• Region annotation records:
▶

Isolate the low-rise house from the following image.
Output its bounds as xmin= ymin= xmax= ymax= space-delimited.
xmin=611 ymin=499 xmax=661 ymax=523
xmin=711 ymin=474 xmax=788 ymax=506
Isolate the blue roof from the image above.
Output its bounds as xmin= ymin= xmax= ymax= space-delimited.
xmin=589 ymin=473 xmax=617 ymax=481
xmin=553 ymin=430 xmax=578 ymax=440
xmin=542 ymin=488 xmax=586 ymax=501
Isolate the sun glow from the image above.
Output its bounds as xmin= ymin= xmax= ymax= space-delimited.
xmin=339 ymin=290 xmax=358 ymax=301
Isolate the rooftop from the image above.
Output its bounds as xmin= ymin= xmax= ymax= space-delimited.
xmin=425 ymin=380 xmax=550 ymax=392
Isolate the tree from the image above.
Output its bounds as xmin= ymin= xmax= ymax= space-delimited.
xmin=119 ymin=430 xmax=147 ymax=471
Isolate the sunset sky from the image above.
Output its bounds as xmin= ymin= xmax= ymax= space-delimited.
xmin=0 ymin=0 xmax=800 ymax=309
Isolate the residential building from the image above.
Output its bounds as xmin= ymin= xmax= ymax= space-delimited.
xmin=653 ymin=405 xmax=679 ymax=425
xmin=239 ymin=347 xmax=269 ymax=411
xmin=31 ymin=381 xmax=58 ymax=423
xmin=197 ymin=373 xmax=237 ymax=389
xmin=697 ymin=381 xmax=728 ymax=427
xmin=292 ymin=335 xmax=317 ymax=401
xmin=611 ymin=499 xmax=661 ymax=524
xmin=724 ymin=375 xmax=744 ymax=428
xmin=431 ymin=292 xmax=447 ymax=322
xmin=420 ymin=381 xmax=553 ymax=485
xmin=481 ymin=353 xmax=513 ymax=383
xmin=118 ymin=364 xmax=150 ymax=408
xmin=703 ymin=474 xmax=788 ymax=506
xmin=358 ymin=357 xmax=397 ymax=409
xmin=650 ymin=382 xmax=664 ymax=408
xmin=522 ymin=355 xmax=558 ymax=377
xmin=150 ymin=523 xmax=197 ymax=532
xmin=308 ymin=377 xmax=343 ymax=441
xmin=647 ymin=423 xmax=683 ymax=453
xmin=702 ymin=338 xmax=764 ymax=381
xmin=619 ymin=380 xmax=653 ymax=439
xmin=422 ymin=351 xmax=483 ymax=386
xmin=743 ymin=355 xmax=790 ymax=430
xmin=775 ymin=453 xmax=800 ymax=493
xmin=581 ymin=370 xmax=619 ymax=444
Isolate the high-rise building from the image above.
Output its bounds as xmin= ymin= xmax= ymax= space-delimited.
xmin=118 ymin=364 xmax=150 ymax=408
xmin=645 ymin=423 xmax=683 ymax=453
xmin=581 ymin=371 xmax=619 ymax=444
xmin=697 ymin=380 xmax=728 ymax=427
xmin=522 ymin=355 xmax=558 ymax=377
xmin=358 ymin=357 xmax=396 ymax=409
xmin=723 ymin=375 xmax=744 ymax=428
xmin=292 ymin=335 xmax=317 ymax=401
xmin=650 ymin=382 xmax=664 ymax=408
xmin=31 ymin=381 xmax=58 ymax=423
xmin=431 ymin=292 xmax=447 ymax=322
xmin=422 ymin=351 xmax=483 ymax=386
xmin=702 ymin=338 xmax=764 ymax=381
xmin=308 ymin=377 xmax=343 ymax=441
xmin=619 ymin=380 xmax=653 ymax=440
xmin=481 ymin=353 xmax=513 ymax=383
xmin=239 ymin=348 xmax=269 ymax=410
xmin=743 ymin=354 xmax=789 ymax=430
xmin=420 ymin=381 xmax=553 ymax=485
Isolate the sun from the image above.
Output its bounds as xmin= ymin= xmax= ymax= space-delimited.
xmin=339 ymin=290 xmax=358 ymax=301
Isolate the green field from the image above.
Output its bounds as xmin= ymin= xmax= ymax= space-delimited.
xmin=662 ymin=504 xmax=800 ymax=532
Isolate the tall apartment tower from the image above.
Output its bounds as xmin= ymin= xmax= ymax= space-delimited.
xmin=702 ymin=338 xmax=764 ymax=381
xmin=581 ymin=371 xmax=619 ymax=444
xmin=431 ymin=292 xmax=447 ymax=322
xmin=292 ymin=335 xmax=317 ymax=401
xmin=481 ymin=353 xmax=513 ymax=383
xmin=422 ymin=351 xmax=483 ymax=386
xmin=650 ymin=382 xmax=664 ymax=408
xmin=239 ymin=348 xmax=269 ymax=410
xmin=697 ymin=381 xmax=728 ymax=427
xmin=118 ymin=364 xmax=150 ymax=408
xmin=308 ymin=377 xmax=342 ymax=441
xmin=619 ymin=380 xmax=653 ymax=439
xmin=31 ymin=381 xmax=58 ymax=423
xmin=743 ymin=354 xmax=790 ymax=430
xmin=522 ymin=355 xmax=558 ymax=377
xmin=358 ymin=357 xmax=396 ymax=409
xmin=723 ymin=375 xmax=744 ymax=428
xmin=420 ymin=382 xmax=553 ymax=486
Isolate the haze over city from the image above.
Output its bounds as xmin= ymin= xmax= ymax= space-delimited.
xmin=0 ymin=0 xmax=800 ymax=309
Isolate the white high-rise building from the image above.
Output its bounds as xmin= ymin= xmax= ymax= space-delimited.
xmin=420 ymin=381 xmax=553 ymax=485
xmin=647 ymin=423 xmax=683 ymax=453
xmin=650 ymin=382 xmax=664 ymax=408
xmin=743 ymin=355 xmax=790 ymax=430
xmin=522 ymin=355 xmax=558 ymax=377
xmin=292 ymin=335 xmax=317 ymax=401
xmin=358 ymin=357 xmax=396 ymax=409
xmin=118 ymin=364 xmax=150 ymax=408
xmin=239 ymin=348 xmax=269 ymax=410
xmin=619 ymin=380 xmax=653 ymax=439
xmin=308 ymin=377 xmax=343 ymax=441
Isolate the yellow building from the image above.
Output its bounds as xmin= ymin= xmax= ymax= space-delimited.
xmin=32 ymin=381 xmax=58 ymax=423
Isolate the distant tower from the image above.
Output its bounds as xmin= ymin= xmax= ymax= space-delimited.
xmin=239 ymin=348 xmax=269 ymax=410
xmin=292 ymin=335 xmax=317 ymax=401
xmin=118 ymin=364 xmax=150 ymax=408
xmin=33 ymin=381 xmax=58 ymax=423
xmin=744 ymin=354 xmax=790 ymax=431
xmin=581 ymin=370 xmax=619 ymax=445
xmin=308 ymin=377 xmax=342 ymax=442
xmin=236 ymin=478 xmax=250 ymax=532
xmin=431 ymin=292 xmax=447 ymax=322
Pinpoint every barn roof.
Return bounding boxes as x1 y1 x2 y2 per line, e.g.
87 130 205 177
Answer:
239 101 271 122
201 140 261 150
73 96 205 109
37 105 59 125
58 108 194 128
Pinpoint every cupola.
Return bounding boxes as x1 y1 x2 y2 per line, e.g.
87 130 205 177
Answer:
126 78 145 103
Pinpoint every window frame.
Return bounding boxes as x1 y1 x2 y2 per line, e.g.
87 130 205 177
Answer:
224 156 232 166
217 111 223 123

◀

Rewrite the material from the line that contains "Pinpoint every cupola." through the end, keeping every line and adding 27 to each bounding-box coordinate in the answers. Leave the line "87 130 205 177" unchanged.

• FULL OUTPUT:
Pinpoint every cupola.
Return bounding boxes as x1 y1 x2 y2 per line, e.g.
87 130 205 177
Answer:
153 105 172 130
Pinpoint every window frame.
Return bounding boxes as x1 y1 x2 y2 per line, e.g.
87 130 205 177
Answer:
251 183 259 193
244 138 250 150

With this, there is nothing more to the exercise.